= Your goal =
What lines of the listing below contain the word "wheel"? Copy each of them out.

[Start of section]

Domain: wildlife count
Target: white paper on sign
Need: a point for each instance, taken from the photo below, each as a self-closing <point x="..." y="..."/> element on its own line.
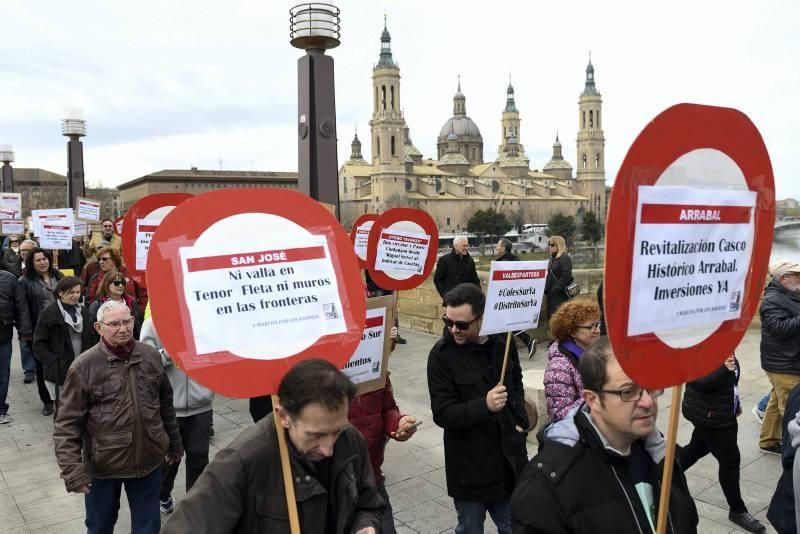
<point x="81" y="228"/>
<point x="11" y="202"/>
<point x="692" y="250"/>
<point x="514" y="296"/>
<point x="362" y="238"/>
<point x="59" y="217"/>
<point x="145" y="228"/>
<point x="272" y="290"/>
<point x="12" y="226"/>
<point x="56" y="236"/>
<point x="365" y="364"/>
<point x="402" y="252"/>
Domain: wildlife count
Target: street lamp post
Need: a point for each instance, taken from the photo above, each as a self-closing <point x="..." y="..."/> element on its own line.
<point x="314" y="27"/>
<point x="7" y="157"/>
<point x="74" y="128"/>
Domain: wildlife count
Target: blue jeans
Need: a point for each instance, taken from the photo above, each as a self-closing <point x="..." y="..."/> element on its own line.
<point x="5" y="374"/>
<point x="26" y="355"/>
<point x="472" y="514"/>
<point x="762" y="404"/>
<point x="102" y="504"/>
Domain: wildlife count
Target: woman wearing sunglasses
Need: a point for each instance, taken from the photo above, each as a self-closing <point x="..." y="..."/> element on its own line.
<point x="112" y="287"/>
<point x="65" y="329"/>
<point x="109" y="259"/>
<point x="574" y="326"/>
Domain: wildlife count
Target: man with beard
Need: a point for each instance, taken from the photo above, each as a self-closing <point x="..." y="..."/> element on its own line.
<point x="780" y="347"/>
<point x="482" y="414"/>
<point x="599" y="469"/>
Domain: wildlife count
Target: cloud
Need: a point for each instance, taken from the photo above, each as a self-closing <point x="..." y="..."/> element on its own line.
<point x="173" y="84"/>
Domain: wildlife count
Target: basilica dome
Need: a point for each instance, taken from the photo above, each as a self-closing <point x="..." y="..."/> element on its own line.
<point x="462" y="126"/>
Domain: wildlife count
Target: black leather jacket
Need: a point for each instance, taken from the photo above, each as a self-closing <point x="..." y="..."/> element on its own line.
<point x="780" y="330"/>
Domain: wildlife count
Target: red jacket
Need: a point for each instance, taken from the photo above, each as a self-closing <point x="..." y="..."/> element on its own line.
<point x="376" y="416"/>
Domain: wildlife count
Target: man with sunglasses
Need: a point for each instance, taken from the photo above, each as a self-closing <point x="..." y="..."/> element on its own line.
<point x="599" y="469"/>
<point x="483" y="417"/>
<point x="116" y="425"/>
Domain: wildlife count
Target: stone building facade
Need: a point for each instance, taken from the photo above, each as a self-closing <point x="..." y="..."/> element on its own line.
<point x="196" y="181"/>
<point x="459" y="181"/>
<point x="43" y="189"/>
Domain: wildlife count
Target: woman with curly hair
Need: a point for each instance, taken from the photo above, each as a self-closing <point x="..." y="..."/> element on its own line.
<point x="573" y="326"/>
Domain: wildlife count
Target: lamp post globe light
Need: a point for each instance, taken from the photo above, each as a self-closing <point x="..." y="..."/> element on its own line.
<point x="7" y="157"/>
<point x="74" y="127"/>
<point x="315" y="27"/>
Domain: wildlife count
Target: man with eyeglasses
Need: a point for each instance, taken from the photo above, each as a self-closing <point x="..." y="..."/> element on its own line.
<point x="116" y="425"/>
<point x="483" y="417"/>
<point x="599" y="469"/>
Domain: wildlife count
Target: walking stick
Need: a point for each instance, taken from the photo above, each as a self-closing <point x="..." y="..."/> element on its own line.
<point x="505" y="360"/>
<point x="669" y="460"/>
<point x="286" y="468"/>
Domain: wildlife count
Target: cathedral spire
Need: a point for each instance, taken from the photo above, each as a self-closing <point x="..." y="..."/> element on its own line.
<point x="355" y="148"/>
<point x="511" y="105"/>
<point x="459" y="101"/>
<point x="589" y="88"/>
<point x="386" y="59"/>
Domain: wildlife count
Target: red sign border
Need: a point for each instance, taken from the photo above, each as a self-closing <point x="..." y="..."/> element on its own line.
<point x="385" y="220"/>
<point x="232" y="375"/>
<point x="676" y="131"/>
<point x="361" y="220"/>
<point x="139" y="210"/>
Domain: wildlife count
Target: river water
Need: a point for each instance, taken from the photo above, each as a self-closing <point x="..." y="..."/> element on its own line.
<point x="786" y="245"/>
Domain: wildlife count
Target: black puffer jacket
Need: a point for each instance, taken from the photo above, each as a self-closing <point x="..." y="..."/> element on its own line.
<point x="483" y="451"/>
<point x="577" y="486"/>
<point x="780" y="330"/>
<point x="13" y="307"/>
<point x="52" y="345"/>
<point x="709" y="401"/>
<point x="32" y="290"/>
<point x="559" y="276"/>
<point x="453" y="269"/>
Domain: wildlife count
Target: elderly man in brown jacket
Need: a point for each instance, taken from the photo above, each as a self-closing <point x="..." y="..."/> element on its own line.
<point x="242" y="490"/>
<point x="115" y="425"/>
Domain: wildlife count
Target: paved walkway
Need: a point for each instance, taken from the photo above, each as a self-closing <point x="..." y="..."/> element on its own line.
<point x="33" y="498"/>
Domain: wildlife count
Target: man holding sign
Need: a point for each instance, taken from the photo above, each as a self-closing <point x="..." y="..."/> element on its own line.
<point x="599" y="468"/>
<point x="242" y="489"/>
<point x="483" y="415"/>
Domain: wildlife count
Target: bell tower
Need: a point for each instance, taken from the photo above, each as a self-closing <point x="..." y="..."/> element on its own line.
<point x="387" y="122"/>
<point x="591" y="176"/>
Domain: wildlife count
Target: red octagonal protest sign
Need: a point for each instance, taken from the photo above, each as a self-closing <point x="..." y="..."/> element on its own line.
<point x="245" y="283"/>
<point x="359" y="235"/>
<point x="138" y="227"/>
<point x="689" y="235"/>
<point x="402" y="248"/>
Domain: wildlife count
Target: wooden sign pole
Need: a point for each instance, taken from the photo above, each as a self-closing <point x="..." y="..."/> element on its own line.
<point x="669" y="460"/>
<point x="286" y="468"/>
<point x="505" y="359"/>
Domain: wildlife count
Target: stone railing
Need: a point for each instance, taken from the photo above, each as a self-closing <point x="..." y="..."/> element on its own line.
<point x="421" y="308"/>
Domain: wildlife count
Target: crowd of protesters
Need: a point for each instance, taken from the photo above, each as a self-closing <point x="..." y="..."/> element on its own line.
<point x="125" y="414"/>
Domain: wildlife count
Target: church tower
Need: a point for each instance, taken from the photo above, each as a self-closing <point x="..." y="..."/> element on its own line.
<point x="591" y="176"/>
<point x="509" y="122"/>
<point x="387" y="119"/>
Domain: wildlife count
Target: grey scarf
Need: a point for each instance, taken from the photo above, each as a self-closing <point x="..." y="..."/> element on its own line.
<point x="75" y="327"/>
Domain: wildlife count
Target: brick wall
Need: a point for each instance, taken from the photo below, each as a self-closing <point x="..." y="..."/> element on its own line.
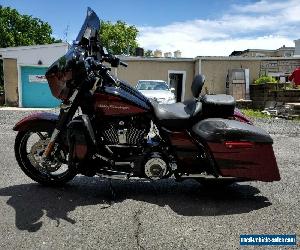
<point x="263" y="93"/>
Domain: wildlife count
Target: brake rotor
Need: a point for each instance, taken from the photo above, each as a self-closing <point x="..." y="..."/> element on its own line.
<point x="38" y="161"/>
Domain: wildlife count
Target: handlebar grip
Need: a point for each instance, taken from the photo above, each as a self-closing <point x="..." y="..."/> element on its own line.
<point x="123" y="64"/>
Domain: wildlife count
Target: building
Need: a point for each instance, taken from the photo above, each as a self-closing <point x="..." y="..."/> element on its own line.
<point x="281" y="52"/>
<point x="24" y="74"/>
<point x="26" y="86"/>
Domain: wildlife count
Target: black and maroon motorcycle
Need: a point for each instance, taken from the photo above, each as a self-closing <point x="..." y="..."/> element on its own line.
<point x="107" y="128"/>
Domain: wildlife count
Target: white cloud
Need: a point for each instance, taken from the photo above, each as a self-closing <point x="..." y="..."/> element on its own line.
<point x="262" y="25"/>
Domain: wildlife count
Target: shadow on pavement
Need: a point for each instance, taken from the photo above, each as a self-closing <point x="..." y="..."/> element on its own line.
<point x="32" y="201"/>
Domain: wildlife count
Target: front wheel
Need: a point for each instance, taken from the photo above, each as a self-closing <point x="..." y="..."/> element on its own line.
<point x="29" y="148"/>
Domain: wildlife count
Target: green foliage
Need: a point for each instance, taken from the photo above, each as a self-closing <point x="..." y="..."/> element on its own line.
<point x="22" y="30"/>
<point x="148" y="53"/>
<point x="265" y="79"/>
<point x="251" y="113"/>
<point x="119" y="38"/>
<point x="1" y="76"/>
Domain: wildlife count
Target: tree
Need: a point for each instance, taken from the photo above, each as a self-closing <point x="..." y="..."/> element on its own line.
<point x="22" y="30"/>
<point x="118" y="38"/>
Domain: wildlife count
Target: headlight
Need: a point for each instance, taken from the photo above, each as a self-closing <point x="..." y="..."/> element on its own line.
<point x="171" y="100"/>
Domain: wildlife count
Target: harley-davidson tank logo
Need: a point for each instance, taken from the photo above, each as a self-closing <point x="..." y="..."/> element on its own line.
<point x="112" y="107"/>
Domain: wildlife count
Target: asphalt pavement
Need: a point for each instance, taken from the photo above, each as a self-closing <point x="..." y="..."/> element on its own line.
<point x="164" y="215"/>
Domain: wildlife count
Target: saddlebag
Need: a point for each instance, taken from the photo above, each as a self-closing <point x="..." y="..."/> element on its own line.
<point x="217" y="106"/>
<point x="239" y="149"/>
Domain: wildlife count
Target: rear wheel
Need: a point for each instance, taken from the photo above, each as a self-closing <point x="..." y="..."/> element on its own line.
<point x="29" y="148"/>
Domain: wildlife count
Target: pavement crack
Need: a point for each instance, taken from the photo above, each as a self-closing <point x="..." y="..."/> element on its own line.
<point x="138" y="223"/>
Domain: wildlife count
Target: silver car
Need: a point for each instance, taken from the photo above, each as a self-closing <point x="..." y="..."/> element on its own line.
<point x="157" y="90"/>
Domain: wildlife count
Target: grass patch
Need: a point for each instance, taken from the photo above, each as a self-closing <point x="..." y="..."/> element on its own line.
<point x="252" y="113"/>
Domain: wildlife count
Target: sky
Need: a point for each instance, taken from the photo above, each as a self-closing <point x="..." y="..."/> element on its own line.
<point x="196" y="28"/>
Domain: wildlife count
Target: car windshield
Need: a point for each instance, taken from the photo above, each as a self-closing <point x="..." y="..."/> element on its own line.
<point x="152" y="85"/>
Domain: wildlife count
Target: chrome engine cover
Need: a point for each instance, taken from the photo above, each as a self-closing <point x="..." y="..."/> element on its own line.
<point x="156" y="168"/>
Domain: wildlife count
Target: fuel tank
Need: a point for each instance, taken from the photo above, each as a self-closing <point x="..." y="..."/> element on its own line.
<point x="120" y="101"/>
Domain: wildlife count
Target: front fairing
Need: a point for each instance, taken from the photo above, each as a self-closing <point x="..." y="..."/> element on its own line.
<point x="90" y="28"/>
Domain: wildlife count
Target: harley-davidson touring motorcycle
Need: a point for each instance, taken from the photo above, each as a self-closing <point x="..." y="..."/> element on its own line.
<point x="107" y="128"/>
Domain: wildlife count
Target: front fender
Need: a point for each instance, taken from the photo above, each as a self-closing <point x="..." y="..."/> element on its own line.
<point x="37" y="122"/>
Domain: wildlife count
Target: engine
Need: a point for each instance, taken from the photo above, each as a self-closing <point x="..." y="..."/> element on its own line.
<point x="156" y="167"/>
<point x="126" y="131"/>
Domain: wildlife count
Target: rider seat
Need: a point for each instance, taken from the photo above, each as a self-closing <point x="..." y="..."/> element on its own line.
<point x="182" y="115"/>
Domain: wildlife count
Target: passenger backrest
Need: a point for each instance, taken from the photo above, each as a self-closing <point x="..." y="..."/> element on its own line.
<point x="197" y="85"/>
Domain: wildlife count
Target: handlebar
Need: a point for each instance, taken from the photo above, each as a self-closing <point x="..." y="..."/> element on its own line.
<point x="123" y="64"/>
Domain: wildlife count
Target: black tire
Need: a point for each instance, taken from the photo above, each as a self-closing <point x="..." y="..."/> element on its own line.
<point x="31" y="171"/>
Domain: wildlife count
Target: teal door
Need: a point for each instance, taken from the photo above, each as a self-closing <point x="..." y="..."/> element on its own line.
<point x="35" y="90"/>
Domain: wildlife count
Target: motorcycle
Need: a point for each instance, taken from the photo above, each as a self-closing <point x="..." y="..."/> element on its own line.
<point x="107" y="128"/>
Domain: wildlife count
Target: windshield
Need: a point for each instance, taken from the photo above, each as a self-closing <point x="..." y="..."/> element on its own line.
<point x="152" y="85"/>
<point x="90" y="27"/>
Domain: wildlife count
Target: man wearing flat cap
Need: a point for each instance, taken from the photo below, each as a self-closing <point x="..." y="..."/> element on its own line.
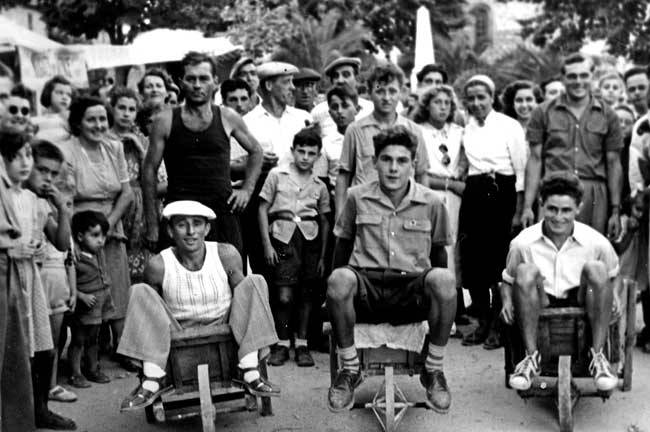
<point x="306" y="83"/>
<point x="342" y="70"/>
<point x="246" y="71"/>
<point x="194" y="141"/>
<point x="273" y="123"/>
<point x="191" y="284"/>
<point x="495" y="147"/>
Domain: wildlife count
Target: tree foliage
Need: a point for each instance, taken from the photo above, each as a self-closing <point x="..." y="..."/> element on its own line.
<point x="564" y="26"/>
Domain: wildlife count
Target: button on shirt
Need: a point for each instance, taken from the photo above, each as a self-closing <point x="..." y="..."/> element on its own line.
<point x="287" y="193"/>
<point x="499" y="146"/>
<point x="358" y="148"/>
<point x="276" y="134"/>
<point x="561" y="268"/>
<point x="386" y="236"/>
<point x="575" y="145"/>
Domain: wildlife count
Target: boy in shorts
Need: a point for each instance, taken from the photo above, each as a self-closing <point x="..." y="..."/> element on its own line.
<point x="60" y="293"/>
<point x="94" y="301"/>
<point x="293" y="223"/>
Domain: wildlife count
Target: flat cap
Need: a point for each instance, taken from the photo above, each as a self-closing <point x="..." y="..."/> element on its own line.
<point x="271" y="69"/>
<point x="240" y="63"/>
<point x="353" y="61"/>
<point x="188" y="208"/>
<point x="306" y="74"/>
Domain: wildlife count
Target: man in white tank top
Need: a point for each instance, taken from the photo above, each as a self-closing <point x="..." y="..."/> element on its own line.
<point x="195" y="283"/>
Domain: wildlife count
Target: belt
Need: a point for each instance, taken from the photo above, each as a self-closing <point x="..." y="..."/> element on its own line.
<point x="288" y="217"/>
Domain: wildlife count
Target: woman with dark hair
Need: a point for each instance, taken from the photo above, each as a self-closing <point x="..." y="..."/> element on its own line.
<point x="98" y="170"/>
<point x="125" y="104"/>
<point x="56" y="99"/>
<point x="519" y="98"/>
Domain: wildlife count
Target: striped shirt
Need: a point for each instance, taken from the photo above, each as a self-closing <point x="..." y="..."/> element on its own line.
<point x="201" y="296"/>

[End of section]

= Exercise solution =
Target: front wheel
Target: rear wheel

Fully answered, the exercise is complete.